──────── Material to process
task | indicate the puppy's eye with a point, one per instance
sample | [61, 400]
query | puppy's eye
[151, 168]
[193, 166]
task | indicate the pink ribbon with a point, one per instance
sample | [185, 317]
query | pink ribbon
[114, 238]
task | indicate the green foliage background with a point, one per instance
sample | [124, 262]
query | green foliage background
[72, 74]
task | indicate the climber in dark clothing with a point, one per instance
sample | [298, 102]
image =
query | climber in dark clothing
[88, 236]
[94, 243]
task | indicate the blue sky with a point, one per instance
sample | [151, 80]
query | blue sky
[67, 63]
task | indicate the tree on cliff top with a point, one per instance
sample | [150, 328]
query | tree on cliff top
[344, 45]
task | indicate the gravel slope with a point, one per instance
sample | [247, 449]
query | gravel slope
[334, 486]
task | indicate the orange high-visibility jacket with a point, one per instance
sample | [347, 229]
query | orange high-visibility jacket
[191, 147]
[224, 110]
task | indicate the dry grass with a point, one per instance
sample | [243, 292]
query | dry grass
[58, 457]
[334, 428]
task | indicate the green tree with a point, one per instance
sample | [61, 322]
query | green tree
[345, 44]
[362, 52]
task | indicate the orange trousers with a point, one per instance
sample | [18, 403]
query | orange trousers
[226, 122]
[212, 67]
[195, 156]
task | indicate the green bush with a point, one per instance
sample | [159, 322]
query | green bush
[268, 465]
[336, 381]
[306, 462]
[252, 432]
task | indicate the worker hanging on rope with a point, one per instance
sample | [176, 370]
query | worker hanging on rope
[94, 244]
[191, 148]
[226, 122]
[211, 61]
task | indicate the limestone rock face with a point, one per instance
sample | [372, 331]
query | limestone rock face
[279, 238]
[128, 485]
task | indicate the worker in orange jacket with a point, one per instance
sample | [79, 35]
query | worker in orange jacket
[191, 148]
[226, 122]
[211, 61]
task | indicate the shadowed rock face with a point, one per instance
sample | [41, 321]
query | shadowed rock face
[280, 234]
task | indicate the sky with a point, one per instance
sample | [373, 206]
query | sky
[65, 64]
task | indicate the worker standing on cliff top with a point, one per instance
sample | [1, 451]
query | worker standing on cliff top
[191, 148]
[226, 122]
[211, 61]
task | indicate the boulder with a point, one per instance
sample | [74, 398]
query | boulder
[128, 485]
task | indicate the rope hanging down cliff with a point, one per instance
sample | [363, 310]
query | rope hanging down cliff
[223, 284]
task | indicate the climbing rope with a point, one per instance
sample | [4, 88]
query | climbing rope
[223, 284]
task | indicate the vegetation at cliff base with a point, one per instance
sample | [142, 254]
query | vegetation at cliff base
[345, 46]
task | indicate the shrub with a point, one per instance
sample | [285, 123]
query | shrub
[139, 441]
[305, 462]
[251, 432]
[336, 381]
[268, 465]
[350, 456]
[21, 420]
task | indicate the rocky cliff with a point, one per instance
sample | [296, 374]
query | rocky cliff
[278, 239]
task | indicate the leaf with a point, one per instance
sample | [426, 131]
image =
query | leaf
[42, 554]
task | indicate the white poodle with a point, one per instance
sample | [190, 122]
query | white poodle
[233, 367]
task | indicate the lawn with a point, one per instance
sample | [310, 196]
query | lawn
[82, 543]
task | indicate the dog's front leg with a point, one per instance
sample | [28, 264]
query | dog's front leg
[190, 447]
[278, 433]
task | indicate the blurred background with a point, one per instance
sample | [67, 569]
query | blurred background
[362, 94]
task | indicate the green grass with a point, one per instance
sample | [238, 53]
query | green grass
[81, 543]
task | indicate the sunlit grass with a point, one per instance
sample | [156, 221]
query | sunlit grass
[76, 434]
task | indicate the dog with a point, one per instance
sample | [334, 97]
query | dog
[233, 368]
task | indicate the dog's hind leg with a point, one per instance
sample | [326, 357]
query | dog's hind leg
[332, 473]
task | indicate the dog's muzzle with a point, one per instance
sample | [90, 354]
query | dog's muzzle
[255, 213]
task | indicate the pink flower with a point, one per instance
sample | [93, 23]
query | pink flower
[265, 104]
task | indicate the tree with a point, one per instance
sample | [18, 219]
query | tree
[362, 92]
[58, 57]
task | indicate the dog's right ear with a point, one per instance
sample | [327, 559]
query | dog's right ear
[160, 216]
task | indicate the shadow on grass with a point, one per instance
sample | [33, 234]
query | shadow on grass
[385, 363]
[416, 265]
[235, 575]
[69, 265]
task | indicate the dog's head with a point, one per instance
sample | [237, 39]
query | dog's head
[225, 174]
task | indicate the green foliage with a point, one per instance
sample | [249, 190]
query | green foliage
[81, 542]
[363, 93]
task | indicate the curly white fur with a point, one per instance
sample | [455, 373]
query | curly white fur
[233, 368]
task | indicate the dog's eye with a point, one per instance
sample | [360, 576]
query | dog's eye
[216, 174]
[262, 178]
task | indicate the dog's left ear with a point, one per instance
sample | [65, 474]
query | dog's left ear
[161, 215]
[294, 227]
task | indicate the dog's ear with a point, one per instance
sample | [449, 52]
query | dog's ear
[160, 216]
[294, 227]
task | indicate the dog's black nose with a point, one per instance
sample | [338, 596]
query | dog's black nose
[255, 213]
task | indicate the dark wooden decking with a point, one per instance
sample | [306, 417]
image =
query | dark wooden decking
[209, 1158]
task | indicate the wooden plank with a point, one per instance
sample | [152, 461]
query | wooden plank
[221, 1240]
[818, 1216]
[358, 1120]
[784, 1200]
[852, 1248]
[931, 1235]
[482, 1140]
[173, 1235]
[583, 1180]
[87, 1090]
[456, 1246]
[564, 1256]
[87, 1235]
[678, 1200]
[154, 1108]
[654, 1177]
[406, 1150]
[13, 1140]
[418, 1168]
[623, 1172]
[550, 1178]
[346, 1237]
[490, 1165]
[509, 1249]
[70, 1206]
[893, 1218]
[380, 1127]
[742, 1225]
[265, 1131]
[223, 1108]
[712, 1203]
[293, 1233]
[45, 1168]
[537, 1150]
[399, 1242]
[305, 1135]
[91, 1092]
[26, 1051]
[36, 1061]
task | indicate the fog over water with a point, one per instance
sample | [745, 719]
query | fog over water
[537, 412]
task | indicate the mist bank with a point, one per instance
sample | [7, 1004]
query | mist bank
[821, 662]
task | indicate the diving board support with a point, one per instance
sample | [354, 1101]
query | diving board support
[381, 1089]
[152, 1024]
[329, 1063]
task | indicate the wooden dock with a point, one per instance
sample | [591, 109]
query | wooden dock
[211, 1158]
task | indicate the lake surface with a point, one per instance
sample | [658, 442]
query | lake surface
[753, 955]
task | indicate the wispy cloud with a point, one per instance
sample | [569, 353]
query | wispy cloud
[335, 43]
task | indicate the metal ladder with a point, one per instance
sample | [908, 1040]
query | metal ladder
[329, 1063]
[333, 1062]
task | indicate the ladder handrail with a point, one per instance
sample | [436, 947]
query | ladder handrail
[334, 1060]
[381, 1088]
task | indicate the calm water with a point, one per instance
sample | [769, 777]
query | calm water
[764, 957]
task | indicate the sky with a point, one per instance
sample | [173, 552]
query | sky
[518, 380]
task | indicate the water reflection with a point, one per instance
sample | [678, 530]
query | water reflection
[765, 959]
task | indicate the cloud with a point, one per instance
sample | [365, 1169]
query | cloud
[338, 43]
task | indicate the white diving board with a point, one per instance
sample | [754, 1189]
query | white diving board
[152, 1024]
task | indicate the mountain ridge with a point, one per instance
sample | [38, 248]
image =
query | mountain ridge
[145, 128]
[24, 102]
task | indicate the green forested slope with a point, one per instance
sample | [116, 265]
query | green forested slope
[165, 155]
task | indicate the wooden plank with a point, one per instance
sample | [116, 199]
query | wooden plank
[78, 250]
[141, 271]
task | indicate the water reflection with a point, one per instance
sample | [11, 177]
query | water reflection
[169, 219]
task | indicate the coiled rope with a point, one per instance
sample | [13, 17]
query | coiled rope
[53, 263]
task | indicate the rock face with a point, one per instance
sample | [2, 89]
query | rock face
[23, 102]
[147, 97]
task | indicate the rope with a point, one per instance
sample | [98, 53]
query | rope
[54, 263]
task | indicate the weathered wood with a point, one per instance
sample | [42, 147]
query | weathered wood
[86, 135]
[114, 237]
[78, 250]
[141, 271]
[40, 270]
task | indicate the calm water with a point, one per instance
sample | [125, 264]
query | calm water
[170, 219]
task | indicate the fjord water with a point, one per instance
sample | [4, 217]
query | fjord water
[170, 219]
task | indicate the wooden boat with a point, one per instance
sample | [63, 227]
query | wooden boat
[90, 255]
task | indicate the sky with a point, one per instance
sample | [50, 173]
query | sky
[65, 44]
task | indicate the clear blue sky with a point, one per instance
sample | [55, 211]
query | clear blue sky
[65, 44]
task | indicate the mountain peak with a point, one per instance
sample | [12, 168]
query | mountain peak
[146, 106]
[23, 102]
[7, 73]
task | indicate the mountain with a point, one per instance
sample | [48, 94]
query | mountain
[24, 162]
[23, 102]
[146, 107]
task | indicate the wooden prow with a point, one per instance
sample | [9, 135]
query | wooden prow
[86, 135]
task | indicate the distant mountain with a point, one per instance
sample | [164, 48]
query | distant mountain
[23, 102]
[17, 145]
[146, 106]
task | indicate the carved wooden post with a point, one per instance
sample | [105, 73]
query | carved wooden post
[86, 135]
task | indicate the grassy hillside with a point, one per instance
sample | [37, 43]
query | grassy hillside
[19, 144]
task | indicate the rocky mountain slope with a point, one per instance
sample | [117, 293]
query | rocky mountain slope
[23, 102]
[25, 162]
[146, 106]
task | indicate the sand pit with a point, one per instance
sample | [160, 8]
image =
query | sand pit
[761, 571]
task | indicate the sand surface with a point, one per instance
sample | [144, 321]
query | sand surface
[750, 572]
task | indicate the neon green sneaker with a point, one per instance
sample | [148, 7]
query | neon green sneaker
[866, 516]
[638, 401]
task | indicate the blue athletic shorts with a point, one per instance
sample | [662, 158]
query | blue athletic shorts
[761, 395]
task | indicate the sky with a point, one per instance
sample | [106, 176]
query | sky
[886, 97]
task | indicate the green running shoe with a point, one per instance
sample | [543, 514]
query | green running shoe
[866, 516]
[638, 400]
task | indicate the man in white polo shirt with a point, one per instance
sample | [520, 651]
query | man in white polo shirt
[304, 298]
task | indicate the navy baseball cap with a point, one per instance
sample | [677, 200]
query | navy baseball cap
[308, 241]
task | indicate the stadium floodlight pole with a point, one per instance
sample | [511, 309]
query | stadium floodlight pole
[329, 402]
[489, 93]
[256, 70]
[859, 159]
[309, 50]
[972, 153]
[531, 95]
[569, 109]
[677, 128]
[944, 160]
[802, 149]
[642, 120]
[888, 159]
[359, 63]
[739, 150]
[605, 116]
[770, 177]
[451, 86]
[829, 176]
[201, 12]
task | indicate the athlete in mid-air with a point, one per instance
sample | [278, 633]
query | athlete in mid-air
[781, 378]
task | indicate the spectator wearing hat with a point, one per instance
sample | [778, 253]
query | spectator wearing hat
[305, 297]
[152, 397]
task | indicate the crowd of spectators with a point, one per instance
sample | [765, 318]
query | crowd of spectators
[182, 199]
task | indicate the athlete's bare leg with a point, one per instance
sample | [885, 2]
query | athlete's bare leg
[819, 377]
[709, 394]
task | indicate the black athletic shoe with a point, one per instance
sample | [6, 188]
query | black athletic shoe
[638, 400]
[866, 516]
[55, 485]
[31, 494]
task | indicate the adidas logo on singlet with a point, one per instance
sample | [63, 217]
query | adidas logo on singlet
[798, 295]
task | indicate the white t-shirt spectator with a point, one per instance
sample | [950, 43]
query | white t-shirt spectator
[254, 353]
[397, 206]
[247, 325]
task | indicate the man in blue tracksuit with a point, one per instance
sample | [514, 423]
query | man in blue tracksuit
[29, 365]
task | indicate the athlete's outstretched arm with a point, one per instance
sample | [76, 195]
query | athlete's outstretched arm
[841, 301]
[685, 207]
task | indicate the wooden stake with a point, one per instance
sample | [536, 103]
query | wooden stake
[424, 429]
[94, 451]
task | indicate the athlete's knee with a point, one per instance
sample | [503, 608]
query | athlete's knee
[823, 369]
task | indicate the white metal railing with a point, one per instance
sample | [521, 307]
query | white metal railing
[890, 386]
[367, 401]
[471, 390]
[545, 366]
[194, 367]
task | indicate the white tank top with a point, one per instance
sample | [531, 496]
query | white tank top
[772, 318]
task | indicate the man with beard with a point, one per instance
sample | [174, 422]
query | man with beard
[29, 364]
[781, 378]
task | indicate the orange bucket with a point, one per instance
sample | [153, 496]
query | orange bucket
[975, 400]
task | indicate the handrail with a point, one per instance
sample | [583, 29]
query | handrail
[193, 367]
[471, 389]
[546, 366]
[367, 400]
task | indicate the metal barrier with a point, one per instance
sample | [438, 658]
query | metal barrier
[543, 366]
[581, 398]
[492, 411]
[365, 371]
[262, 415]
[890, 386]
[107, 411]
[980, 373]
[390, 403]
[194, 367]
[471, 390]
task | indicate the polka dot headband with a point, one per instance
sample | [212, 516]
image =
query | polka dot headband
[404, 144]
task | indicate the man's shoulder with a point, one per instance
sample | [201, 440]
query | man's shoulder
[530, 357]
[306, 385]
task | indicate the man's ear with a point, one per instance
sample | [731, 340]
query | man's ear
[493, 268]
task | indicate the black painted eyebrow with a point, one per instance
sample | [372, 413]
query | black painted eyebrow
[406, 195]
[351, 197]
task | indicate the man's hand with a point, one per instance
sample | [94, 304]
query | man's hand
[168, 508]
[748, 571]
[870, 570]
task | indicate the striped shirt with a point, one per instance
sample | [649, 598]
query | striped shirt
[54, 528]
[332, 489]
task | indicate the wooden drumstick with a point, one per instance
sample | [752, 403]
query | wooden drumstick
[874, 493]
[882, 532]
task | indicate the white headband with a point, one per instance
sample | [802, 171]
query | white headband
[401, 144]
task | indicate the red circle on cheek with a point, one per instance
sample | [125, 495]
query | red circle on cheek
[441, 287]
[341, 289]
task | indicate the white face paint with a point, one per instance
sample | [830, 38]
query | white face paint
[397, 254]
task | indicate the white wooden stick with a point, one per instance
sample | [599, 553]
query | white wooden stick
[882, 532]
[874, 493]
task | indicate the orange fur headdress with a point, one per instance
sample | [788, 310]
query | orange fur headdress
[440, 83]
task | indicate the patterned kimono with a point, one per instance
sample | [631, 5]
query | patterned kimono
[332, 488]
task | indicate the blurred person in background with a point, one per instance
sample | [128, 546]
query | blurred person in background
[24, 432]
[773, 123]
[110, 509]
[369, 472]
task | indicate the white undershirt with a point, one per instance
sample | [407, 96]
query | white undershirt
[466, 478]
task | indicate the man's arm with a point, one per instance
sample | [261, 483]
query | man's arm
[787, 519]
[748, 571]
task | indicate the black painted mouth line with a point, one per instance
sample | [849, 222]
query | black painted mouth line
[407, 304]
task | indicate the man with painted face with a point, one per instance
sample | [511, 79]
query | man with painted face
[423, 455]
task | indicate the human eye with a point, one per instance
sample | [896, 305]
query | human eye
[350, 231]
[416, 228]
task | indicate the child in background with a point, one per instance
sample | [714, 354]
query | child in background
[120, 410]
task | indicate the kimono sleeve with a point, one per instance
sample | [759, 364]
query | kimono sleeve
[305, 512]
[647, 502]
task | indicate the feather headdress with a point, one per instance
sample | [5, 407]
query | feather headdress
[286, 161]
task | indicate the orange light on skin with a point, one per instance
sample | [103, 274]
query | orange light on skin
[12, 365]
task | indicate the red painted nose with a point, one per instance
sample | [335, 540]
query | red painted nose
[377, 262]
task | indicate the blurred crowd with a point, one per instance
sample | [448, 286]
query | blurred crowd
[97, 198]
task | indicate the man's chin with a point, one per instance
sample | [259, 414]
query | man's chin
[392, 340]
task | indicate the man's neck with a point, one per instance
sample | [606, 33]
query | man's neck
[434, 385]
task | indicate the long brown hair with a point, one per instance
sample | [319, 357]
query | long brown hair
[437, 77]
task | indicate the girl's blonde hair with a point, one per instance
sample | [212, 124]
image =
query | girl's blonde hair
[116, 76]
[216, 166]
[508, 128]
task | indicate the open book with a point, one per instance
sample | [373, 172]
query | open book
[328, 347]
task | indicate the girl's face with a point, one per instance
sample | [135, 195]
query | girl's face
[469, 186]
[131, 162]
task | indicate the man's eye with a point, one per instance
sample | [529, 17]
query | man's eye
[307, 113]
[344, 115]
────────────────
» **Task requirements**
Begin with the line that contains "task | indicate the man with painted" and set down each line exactly until the records above end, including the final line.

» **Answer in full**
task | indicate the man with painted face with a point, one per instance
sample | [511, 79]
query | man with painted face
[423, 455]
task | indicate the human eye with a point, one per instance
sample | [896, 305]
query | human eye
[350, 231]
[416, 228]
task | indicate the child in background with a point, one per instance
sample | [714, 354]
query | child in background
[120, 410]
task | indicate the kimono sleeve with a point, one per instance
sample | [759, 364]
query | kimono sleeve
[305, 512]
[647, 502]
task | indicate the feather headdress with a point, one per instance
sample | [5, 407]
query | feather headdress
[286, 161]
task | indicate the orange light on skin with a point, one per instance
sample | [103, 274]
query | orange light on skin
[12, 365]
task | indicate the red painted nose with a point, one per instance
sample | [335, 540]
query | red painted nose
[377, 262]
task | indicate the blurred crowd with a point, one per instance
sample | [448, 286]
query | blurred crowd
[97, 198]
task | indicate the man's chin with a point, one per instance
sample | [259, 414]
query | man's chin
[392, 340]
task | indicate the man's neck with a point, one per instance
sample | [606, 33]
query | man's neck
[434, 385]
task | indicate the long brown hair with a point, one per instance
sample | [319, 357]
query | long brown hair
[437, 77]
task | indicate the girl's blonde hair with a point, one per instance
sample | [212, 124]
image =
query | girl's blonde hair
[116, 76]
[216, 166]
[508, 128]
task | indicate the open book with a point, one per instance
sample | [373, 172]
query | open book
[328, 347]
task | indicate the girl's face with a point, one per instance
sample | [135, 195]
query | girl's face
[469, 186]
[131, 162]
task | indicate the man's eye with a point, one per instance
sample | [529, 17]
query | man's eye
[307, 113]
[344, 115]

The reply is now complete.